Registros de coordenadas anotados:
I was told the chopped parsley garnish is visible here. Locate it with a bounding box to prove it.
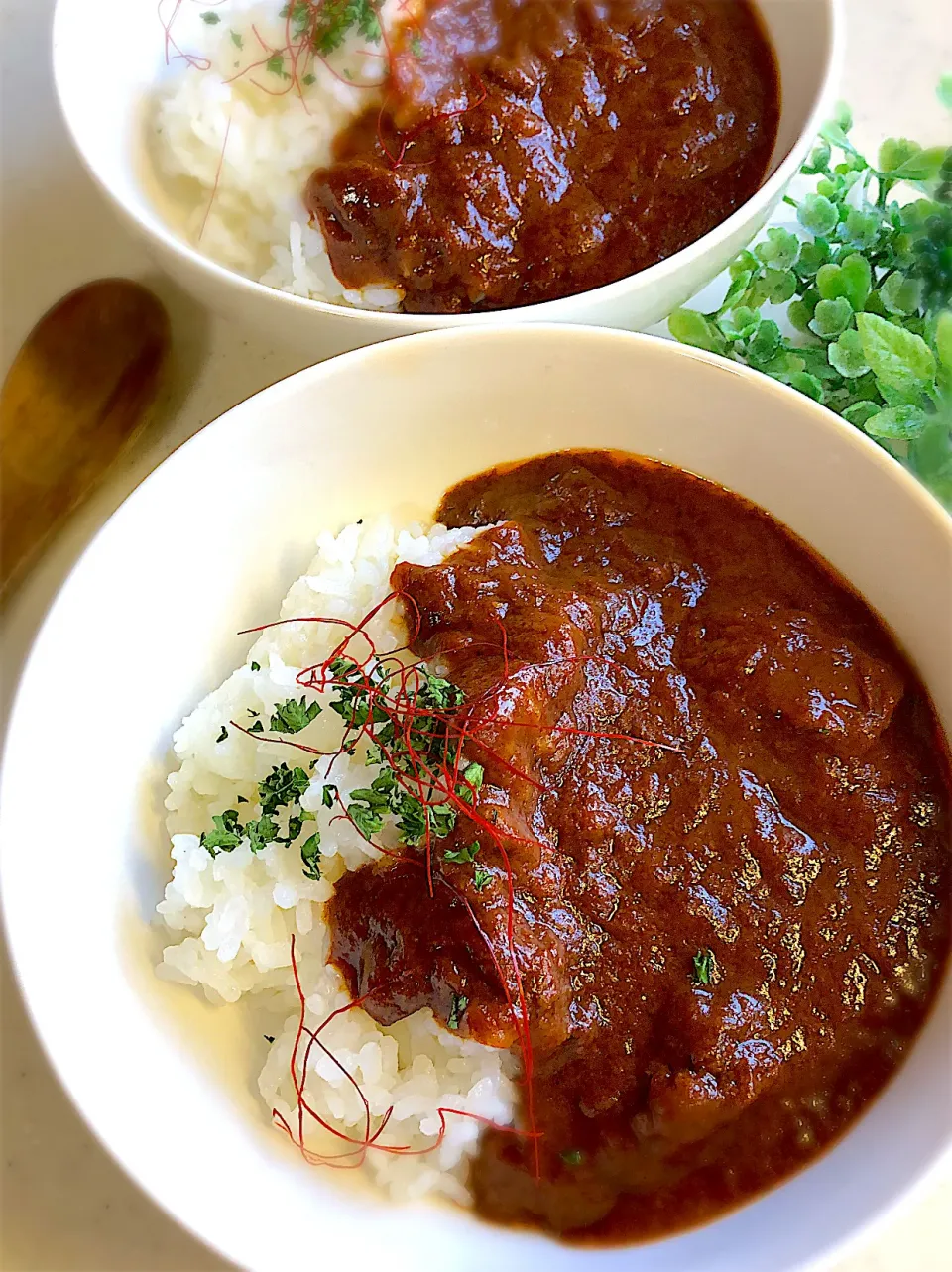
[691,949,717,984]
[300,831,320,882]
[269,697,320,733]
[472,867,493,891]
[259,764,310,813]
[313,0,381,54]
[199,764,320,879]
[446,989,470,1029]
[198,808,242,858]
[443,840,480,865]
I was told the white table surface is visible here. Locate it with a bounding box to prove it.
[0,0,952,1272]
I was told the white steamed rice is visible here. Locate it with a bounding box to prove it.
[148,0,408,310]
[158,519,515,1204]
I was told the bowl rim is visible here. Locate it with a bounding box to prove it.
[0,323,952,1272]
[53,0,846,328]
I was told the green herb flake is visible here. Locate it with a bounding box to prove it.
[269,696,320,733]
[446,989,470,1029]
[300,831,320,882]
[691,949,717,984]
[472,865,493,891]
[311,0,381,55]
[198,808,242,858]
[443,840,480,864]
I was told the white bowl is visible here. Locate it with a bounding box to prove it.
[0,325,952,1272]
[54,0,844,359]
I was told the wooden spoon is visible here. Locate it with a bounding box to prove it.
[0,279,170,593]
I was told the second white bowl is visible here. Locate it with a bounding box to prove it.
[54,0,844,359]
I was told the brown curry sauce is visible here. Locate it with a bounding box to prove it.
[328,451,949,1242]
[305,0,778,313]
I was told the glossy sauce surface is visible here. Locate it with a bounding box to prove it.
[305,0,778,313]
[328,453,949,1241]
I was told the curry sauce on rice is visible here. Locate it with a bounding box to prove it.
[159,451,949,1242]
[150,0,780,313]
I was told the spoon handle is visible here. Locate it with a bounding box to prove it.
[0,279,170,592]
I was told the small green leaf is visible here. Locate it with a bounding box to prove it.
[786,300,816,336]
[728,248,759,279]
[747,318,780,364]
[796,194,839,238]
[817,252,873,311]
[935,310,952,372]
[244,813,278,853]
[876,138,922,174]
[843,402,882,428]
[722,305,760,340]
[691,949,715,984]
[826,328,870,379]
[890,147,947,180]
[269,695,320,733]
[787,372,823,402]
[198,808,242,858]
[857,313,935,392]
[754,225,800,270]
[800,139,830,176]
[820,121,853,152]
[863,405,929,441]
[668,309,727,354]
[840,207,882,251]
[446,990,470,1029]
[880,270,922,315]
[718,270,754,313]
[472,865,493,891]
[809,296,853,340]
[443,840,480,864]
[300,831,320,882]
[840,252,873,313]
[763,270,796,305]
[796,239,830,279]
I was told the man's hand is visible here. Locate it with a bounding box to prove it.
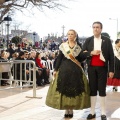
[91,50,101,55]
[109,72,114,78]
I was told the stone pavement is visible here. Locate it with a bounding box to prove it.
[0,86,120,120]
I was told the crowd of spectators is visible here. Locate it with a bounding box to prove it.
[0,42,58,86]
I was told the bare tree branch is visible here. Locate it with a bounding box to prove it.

• **TAREFA A REALIZAR**
Conte quantas linhas acima contêm a palavra "bowl". Responda somente com o número.

• **RESULTADO DO EXERCÍCIO**
3